Given text >>
******************************
Current reactors require enriched uranium; IFR does not. Adopting breeder reactors would essentially shut down the uranium mining, enrichment and disposal industries which are the cause of much concern.

Because reprocessing of spent fuels is done onsite, there is very low proliferation potential. No fissionable products become externally available.

IFRs produce 24×7 power and can be built anywhere there is water. The power is inexpensive (some estimates are as low as 2 cents/kWh to produce). As with all nuclear power plants, the IFR emits no greenhouse gases and effectively displaces other electrical utilities whose waste is damaging our biosphere.

The IFR gains safety advantages through a combination of metal fuel (an alloy of uranium, plutonium, and zirconium), and sodium cooling. This set-up conducts heat from the fuel to the coolant at relatively low temperatures. The IFR takes advantage of expansion of the coolant, fuel, and structure in case of a “melt down” incident. The expansion of the fuel and structure means that in the event that overheating begins in the core, the physics of the reactor cause it to naturally shut down without human intervention.

The IFR was a project that ran from 1984-1994 at Argonne National Laboratory near Chicago. In 1994, funding for the project was cut and the project was shelved.

Industrial society depends on inexpensive and abundant energy.Since 1960, nuclear power has been the world’s fastest growing major source of energy. Today, nuclear power provides one-sixth of global electricity to two-thirds of humanity in 44 countries. New generation nuclear power stations and breeder reactors close the nuclear fuel cycle by re-using fission products, thereby eliminating issues with nuclear waste and uranium mining. Yet the question still remains as to whether the benefits of developing nuclear power outweighs the risks.
******************************
Questions on the material >>
(A) Summarize the IFR passage in two sentences.
(B) Answer these questions from the IFR passage:
(i) Which three elements make up the IFR's metal fuel alloy?
(ii) Near which city is the laboratory where the IFR project ran?
(iii) In how many countries does nuclear power provide electricity today?

Entries shown >>
******************************
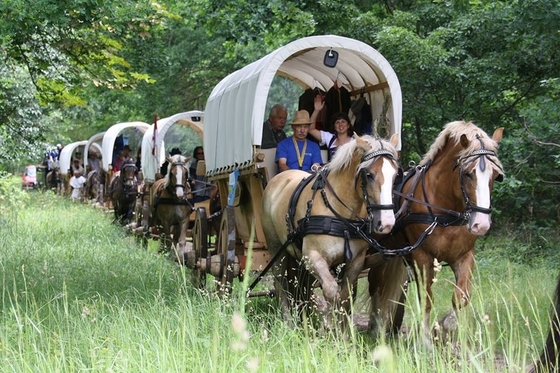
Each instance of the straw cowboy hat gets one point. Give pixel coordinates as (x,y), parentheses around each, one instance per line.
******************************
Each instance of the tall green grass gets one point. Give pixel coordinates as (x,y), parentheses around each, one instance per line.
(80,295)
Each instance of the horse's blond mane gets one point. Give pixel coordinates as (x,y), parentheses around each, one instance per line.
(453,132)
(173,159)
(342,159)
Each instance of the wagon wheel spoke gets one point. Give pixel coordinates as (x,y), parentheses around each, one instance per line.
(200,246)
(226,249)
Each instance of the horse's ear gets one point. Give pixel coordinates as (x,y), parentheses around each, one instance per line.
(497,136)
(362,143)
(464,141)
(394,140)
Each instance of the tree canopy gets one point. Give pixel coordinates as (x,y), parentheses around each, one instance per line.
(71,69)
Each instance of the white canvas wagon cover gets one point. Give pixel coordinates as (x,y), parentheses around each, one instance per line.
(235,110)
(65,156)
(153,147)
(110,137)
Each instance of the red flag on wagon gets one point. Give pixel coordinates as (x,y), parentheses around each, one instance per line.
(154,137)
******************************
Answers for this exercise >>
(A) The IFR needs no enriched uranium, reprocesses spent fuel onsite with very low proliferation potential, and produces inexpensive 24×7 power without emitting greenhouse gases. Its metal fuel and sodium cooling let the reactor shut down naturally if the core begins to overheat, but the project, which ran from 1984 to 1994 at Argonne National Laboratory, lost its funding in 1994 and was shelved.

(B)
(i) Uranium, plutonium, and zirconium.
(ii) Chicago.
(iii) 44.